ACTION ITEM: For each record here, output an exact copy.

MATERIAL FOR THE TASK:

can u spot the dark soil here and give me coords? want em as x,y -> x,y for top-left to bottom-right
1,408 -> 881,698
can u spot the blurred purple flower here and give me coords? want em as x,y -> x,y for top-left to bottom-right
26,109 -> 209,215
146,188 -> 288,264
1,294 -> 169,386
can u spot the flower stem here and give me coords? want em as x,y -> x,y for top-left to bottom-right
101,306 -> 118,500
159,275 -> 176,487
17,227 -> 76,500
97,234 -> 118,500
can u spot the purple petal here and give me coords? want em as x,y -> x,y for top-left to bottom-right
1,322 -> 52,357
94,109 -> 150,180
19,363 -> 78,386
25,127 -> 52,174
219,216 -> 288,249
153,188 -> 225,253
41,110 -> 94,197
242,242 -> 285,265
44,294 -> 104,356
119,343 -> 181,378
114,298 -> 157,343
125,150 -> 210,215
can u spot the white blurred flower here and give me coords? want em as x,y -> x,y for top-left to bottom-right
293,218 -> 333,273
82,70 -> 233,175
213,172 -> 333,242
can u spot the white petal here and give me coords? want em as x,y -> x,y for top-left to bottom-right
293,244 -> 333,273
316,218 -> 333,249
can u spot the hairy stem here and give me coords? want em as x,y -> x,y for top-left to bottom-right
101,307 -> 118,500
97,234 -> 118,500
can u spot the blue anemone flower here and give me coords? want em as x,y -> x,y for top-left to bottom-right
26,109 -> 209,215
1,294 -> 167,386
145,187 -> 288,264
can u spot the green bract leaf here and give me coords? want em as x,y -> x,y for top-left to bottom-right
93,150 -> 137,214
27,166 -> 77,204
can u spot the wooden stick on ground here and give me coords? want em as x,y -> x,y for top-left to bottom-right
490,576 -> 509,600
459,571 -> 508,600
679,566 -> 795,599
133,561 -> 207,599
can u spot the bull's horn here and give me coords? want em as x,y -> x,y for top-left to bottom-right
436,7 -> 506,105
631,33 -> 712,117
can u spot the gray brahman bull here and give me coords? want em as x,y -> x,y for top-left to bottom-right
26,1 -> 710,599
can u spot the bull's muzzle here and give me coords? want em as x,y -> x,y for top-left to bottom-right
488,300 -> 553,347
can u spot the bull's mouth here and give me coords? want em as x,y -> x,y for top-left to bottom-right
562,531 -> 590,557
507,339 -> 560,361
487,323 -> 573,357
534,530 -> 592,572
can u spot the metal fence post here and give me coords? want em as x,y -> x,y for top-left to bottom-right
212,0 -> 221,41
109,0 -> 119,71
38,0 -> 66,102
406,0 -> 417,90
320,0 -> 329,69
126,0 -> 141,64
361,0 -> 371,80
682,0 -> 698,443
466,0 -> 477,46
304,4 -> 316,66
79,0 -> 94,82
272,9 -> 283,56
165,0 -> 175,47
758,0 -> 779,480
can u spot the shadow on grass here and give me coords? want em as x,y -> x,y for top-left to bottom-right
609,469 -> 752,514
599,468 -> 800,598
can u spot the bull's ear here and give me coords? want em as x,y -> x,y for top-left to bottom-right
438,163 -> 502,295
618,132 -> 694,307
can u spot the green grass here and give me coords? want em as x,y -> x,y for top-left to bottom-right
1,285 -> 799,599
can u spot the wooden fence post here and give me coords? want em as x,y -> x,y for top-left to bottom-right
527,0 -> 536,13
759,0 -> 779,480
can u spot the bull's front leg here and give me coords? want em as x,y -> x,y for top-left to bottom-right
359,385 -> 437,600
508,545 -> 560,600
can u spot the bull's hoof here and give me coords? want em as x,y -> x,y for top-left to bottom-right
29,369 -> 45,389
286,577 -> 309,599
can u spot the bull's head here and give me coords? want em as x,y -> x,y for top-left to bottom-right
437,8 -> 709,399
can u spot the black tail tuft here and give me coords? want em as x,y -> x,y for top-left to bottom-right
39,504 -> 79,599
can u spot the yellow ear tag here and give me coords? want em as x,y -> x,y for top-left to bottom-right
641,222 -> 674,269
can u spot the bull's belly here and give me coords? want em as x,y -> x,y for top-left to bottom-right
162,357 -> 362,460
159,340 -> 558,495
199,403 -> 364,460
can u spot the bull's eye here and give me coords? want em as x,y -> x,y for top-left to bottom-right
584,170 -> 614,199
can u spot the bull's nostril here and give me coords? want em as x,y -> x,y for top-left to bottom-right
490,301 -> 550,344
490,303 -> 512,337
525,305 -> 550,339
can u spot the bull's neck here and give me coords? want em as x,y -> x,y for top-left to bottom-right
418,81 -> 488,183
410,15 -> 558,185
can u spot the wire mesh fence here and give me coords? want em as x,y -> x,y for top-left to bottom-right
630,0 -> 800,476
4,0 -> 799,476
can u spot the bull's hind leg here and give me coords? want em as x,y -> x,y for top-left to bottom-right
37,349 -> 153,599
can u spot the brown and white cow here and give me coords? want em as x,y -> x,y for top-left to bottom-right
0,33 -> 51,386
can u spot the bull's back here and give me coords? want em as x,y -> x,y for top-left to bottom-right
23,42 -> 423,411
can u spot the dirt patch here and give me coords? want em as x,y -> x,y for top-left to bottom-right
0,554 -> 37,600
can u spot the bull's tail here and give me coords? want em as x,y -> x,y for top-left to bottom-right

SOLUTION TO THIS EXERCISE:
can u spot the dark soil here and give me coords? want em as x,y -> x,y for top-left to bottom-right
1,408 -> 881,698
can u spot the blurred purple flower here and give me coords? want em as x,y -> x,y for top-left to bottom-right
26,109 -> 209,215
146,188 -> 288,264
1,294 -> 169,386
can u spot the flower stem here and give me coords? want em as x,y -> x,y for top-left to bottom-right
101,306 -> 118,500
159,275 -> 176,487
17,227 -> 76,500
97,234 -> 118,500
can u spot the purple petal here and give me coords? want em as x,y -> x,y for top-left to bottom-right
1,322 -> 52,357
94,109 -> 150,180
19,363 -> 78,386
25,127 -> 52,174
219,216 -> 288,249
153,188 -> 225,253
41,110 -> 94,197
242,242 -> 285,265
44,294 -> 104,356
119,343 -> 181,378
114,298 -> 157,343
125,150 -> 210,215
can u spot the white blurred flower here and give me coords? want em as x,y -> x,y for top-left to bottom-right
293,218 -> 333,273
82,70 -> 233,175
213,172 -> 333,242
can u spot the white petal here and give me coords? want em as x,y -> x,y for top-left to bottom-right
293,244 -> 333,273
316,218 -> 333,249
can u spot the hairy stem here and give me coords? want em as x,y -> x,y for top-left to bottom-right
101,307 -> 118,500
97,234 -> 118,500
can u spot the blue anemone flower here and give me coords? want em as x,y -> x,y for top-left to bottom-right
26,109 -> 209,215
1,294 -> 167,386
145,187 -> 288,264
can u spot the green bract leaf here and give me coords? want em as x,y -> x,y for top-left to bottom-right
93,150 -> 137,214
27,166 -> 77,204
can u spot the wooden stick on ground here and give me coords? want em as x,y -> x,y for top-left to bottom-right
490,576 -> 509,600
459,571 -> 508,600
679,566 -> 795,599
133,561 -> 207,599
can u spot the bull's horn here and give me coords? want em as x,y -> x,y for top-left to bottom-right
436,7 -> 506,105
631,33 -> 712,117
can u spot the gray brahman bull here and give me coords? want em as x,y -> x,y for top-left to bottom-right
26,1 -> 710,599
can u spot the bull's muzzle here and give me coords? want em as x,y -> x,y for top-left to bottom-right
488,300 -> 553,347
can u spot the bull's mouth here and give me coords? want em as x,y -> x,y for top-left to bottom-right
562,531 -> 590,557
507,339 -> 560,361
487,323 -> 573,357
534,530 -> 592,572
can u spot the metal fence post here and give me coords? want em as x,y -> x,y for top-left to bottom-right
212,0 -> 221,41
109,0 -> 119,71
38,0 -> 66,102
406,0 -> 417,90
320,0 -> 329,69
126,0 -> 141,64
361,0 -> 371,80
682,0 -> 698,443
466,0 -> 477,46
304,4 -> 316,66
79,0 -> 94,82
272,9 -> 283,56
165,0 -> 175,47
758,0 -> 779,480
can u spot the shadow on grass here and give me coords? want em as x,y -> x,y for top-left to bottom-right
609,469 -> 752,514
599,468 -> 800,598
can u spot the bull's ear here and give me coords? want em as x,y -> x,y for top-left to bottom-right
438,163 -> 502,295
618,132 -> 694,307
can u spot the green grass here and give me coords? want em as x,y -> x,y for top-left to bottom-right
1,285 -> 799,599
can u spot the wooden fence post here and give me coords? want em as x,y -> x,y for top-left to bottom-right
527,0 -> 536,13
759,0 -> 779,480
can u spot the bull's front leg here and give me coords? want em as x,y -> x,y for top-left to bottom-right
359,385 -> 437,600
508,545 -> 560,600
can u spot the bull's hoof here and give me coords? want em as x,y -> x,y for top-left to bottom-right
29,369 -> 45,389
286,577 -> 309,599
can u spot the bull's head here and give me coords? want em as x,y -> x,y for top-left to bottom-right
437,8 -> 709,399
can u spot the black tail tuft here and give me coords? want em as x,y -> x,y for top-left to bottom-right
39,504 -> 79,599
can u spot the yellow ear tag here and give me coords? want em as x,y -> x,y for top-left to bottom-right
641,222 -> 674,269
can u spot the bull's belly here and give me coords? want em as x,y -> x,y for top-left to bottom-right
162,357 -> 362,460
159,340 -> 558,495
199,403 -> 364,460
can u spot the bull's eye here and give me coords? want em as x,y -> x,y for top-left to bottom-right
584,170 -> 614,199
can u spot the bull's nostril here and give me coords? want em as x,y -> x,y for top-left to bottom-right
490,301 -> 550,344
490,303 -> 512,337
525,305 -> 550,339
can u spot the bull's neck here and give me coords? want em as x,y -> x,y for top-left to bottom-right
418,81 -> 488,183
410,15 -> 558,185
can u spot the wire mesh fence here and give me coords? want em as x,y -> x,y for top-left to bottom-right
630,0 -> 800,476
4,0 -> 799,476
can u spot the bull's hind leg here and give me coords? want em as x,y -> x,y for top-left to bottom-right
37,349 -> 153,599
can u spot the brown and white cow here and give me coords? want em as x,y -> x,y for top-left to bottom-right
0,33 -> 51,386
can u spot the bull's back here and give me coords? want em as x,y -> x,y for top-left to bottom-right
23,42 -> 423,411
can u spot the dirt patch here and give me coords? want em as x,y -> x,y for top-left to bottom-right
0,554 -> 37,600
can u spot the bull's tail here and give me coords? want em as x,y -> x,y for top-left to bottom-right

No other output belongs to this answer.